Source material:
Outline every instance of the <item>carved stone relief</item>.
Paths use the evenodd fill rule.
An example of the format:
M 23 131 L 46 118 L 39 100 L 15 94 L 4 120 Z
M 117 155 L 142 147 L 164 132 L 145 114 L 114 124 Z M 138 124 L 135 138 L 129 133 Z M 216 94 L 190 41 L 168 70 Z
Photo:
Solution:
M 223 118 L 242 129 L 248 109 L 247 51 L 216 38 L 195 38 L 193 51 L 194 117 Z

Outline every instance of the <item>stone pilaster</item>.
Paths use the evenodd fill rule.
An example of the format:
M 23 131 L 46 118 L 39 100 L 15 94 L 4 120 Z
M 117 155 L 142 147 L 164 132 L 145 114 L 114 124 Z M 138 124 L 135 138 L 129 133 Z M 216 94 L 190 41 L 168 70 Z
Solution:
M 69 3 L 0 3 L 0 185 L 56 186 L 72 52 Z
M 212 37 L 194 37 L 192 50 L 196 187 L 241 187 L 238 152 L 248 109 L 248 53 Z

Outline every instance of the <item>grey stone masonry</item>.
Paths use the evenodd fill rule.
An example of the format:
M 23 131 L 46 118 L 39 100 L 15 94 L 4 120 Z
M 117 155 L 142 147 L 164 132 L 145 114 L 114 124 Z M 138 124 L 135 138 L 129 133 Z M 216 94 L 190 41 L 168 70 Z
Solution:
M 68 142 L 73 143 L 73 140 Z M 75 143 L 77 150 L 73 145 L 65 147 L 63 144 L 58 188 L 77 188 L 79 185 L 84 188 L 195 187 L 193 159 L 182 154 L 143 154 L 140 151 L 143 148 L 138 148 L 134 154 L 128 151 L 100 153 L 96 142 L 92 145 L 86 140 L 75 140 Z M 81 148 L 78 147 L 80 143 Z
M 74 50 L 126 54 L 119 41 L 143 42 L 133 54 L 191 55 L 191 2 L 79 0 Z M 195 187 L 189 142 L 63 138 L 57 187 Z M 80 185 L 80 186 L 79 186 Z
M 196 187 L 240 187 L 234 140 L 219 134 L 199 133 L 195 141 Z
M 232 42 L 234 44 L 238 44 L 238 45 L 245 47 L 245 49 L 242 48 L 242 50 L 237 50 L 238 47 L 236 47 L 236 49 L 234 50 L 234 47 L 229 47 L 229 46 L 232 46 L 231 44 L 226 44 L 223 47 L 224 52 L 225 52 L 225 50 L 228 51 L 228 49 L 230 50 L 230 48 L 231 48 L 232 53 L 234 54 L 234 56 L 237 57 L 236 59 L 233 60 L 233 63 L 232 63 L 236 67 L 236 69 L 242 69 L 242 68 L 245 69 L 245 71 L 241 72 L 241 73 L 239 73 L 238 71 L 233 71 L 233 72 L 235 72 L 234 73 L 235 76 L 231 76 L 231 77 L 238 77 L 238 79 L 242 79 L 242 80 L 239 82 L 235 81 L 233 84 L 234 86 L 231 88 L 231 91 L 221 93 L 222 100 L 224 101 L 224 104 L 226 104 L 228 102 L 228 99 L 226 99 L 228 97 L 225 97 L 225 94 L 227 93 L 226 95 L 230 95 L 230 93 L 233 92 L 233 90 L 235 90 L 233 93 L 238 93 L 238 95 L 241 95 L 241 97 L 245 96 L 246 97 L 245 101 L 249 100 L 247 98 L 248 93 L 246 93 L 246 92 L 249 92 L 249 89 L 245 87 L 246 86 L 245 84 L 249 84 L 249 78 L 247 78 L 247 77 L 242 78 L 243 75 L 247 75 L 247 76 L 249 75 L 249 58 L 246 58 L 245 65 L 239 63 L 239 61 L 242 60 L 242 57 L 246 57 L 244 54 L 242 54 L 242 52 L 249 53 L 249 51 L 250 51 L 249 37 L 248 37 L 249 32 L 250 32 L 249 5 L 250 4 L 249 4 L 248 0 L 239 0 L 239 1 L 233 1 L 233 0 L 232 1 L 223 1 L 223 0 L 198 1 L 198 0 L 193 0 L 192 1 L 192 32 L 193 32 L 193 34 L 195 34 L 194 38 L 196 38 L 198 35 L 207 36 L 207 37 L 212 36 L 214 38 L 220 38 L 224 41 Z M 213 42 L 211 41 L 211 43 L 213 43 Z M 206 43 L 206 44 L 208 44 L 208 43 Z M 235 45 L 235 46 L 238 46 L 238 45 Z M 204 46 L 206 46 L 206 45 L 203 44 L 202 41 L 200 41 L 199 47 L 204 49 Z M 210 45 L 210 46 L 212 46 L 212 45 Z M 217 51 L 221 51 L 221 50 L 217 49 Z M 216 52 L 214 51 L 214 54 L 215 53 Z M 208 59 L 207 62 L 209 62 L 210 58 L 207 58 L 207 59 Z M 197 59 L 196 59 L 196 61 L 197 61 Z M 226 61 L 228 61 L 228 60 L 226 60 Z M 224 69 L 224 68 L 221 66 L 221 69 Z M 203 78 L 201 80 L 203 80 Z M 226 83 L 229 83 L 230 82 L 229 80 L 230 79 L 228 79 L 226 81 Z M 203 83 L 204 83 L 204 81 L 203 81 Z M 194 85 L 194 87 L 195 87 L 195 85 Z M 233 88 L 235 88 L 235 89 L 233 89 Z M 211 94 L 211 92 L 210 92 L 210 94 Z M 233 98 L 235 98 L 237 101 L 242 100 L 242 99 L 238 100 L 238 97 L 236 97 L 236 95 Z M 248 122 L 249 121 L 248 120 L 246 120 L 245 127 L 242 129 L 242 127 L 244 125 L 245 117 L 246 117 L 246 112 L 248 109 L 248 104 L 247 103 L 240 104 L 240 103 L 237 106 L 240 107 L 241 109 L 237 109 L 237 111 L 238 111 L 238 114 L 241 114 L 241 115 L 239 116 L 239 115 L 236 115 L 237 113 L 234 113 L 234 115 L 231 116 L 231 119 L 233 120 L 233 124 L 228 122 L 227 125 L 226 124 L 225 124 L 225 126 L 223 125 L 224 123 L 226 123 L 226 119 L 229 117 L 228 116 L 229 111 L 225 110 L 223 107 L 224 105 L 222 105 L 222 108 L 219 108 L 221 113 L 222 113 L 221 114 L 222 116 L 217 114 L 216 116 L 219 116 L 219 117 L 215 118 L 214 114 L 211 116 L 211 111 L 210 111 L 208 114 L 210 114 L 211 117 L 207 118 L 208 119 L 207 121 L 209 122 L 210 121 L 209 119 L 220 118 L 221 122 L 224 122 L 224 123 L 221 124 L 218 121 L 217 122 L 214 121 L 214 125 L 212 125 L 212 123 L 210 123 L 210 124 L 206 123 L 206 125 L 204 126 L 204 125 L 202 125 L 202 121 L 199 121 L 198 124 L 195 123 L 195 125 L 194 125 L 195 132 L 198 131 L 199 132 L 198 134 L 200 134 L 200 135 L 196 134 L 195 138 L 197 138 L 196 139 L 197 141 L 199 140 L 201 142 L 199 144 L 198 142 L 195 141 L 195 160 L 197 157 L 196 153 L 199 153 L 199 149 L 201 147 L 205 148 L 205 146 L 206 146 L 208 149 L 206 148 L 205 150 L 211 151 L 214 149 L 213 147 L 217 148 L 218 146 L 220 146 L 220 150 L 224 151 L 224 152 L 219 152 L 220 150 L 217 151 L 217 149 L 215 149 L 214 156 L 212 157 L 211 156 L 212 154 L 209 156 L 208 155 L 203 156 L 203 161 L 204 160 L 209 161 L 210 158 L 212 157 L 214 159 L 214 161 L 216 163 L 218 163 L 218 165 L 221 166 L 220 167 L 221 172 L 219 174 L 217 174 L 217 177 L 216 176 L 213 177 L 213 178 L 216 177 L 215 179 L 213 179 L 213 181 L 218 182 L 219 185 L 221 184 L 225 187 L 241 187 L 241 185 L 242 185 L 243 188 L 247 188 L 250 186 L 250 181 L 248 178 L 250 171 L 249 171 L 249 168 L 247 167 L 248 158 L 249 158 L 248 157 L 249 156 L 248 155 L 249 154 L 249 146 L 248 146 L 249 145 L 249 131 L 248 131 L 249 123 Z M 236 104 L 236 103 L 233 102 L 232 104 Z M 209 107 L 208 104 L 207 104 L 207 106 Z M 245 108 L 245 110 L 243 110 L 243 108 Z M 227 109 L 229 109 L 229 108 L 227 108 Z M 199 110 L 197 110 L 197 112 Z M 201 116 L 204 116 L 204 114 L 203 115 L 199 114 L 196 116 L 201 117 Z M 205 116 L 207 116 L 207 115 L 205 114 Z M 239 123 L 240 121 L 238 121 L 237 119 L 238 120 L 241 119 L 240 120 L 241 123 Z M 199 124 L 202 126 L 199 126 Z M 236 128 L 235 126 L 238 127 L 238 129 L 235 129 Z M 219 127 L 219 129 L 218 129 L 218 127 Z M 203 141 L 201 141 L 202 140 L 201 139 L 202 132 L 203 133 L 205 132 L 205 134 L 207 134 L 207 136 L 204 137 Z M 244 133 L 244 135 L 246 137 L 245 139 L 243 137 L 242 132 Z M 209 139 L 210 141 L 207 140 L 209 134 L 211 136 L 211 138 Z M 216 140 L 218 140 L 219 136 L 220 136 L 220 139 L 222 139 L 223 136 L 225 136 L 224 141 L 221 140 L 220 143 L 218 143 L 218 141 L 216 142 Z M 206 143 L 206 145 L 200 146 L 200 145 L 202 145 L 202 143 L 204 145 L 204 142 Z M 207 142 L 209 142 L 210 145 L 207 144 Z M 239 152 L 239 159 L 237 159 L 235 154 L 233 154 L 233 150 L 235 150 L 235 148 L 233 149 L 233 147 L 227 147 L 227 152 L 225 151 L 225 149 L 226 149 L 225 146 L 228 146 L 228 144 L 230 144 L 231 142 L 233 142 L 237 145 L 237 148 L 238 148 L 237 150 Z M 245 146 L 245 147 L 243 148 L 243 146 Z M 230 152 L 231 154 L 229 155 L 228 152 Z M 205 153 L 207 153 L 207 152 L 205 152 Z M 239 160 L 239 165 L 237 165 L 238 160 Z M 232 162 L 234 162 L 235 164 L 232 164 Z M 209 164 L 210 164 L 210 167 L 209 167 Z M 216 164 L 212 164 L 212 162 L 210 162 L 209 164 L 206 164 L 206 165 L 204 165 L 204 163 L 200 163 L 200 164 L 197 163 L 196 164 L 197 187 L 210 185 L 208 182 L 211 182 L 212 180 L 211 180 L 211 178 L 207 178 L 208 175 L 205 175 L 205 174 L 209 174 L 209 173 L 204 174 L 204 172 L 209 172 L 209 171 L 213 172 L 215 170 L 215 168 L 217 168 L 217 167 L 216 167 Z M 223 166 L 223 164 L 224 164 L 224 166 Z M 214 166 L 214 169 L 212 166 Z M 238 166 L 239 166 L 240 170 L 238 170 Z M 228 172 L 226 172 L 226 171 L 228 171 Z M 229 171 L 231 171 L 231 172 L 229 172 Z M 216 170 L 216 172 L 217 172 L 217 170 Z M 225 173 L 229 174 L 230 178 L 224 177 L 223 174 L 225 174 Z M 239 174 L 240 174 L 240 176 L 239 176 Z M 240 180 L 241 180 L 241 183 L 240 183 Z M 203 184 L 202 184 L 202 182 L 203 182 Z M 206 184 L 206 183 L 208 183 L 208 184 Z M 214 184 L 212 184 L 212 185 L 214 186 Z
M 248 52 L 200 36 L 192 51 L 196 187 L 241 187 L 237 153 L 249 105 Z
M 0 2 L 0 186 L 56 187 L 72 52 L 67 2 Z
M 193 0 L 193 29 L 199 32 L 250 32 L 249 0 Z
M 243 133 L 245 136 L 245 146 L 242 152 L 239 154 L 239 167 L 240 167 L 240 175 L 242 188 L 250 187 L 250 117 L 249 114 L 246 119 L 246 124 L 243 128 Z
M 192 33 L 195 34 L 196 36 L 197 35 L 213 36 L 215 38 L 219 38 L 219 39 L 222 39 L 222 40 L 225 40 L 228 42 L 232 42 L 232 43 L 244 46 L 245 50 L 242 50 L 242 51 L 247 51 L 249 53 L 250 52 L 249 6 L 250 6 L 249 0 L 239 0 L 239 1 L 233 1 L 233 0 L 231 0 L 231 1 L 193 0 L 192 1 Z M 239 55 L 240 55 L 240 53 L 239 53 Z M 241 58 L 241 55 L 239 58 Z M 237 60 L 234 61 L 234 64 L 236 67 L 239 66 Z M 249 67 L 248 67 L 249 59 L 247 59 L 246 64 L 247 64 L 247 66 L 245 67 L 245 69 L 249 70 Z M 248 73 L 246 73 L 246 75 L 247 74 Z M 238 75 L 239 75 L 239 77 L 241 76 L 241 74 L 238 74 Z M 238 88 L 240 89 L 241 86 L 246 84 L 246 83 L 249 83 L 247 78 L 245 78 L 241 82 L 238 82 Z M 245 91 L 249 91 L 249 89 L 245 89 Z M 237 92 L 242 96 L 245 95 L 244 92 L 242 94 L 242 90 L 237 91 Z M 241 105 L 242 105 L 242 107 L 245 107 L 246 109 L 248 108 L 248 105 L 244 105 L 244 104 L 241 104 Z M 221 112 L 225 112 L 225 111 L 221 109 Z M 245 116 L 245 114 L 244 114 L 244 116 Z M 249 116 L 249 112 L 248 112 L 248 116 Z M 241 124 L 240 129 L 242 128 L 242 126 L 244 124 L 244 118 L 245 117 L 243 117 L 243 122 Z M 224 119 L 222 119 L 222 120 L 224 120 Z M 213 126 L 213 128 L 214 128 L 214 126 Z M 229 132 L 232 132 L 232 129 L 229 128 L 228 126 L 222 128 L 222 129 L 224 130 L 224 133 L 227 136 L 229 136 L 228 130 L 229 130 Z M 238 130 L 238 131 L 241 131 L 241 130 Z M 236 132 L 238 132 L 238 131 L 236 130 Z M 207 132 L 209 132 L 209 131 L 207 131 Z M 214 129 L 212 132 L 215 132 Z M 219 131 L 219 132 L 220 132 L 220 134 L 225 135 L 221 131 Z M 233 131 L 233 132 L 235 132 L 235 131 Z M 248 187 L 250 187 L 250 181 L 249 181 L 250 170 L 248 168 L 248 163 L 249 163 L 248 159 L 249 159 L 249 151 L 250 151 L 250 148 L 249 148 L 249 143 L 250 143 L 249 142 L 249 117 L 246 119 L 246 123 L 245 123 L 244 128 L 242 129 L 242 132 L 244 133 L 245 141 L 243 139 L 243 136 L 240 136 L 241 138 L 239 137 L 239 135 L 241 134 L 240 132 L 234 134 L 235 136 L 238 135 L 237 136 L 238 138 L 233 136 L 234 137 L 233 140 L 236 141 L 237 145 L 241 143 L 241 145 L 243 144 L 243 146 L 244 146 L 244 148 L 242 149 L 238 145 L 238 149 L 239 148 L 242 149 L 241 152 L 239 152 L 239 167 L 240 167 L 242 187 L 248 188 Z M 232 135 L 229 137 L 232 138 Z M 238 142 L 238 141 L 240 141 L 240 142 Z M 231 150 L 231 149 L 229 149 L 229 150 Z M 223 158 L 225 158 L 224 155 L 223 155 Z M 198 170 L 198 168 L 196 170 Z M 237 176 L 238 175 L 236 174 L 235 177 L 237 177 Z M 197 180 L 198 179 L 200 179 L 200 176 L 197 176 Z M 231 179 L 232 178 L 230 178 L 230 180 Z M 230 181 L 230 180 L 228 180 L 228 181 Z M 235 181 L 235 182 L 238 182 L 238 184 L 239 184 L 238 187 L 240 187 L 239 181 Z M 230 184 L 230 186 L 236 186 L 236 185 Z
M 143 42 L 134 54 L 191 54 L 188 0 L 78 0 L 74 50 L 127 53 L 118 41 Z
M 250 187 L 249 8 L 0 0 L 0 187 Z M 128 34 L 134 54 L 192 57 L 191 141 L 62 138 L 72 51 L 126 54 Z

Instructions to follow: Only a number is wanted here: how many lines in the entries contain the word "every"?

Exercise answer: 3